- [Task directions] Word for word, reproduce each entry.

- [Records]
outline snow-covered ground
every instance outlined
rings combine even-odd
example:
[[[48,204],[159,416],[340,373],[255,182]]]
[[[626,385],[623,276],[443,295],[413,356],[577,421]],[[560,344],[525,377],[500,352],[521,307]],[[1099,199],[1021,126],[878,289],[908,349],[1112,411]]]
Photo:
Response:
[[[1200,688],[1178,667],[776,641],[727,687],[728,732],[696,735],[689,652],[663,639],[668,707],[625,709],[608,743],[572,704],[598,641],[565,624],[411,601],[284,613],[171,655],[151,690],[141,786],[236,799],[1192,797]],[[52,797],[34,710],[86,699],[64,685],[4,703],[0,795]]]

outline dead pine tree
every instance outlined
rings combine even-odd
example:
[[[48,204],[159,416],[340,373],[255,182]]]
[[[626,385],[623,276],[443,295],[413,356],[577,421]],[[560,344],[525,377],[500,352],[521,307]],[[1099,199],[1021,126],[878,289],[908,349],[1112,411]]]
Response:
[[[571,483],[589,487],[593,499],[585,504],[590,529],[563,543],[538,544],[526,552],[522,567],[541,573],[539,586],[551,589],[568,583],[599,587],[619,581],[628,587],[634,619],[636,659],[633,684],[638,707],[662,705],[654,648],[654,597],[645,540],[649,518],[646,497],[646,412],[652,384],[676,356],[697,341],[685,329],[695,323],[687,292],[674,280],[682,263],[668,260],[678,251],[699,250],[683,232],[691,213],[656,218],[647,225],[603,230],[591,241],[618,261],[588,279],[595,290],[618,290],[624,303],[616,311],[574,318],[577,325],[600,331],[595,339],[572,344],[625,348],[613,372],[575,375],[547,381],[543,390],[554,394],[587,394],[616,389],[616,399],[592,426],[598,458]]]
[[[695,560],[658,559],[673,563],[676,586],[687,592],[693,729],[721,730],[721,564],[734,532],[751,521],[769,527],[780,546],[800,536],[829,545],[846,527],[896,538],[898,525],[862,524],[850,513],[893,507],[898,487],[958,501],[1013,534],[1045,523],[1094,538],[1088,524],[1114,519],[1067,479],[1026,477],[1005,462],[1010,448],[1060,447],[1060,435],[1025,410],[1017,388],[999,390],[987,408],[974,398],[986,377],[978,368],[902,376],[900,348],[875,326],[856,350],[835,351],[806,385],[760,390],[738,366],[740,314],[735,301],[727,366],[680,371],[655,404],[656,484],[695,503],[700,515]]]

- [Task solution]
outline snow-covered ground
every instance outlined
rings combine even-odd
example:
[[[48,204],[159,416],[340,373],[255,182]]]
[[[626,385],[623,276],[443,295],[413,356],[577,421]],[[560,344],[525,377],[500,352],[521,307]],[[1099,199],[1021,126],[878,289],[908,349],[1112,411]]]
Photo:
Response:
[[[1200,688],[1178,667],[776,641],[727,687],[728,732],[696,735],[689,652],[663,639],[668,707],[625,709],[608,743],[572,704],[598,641],[565,624],[411,601],[284,613],[171,655],[151,690],[141,786],[236,799],[1192,797]],[[52,797],[34,710],[86,699],[64,685],[4,703],[0,795]]]

outline dead pine tree
every instance outlined
rings combine even-odd
example:
[[[48,204],[159,416],[340,373],[255,182]]]
[[[626,385],[623,276],[443,295],[413,356],[577,421]],[[560,344],[525,377],[500,352],[521,307]],[[1099,199],[1021,126],[878,289],[908,349],[1112,411]]]
Response:
[[[571,483],[589,487],[593,499],[585,504],[590,529],[563,543],[538,544],[526,552],[522,567],[541,573],[539,586],[551,589],[568,583],[599,587],[619,581],[628,587],[634,619],[636,659],[633,684],[638,707],[662,705],[654,648],[654,597],[645,540],[649,518],[646,497],[646,412],[652,384],[676,356],[697,341],[685,329],[695,323],[687,292],[674,280],[682,263],[668,260],[678,251],[699,250],[683,232],[691,213],[656,218],[647,225],[603,230],[591,241],[618,261],[588,279],[595,290],[618,290],[624,303],[616,311],[574,318],[577,325],[600,331],[595,339],[572,344],[625,348],[613,372],[575,375],[547,381],[543,390],[554,394],[587,394],[616,389],[616,399],[592,426],[598,458]]]
[[[695,560],[658,559],[673,563],[676,586],[687,592],[693,729],[721,730],[721,564],[734,532],[751,521],[769,527],[780,546],[800,536],[829,545],[846,527],[896,538],[898,525],[862,524],[850,513],[893,507],[898,487],[958,501],[1013,534],[1045,523],[1094,538],[1088,524],[1114,519],[1067,479],[1026,477],[1005,462],[1010,448],[1060,447],[1060,435],[1025,410],[1017,388],[999,390],[987,408],[974,398],[986,377],[978,368],[902,376],[900,348],[875,326],[856,350],[835,351],[806,385],[760,390],[738,366],[740,314],[735,301],[727,366],[680,371],[655,404],[656,484],[695,503],[700,515]]]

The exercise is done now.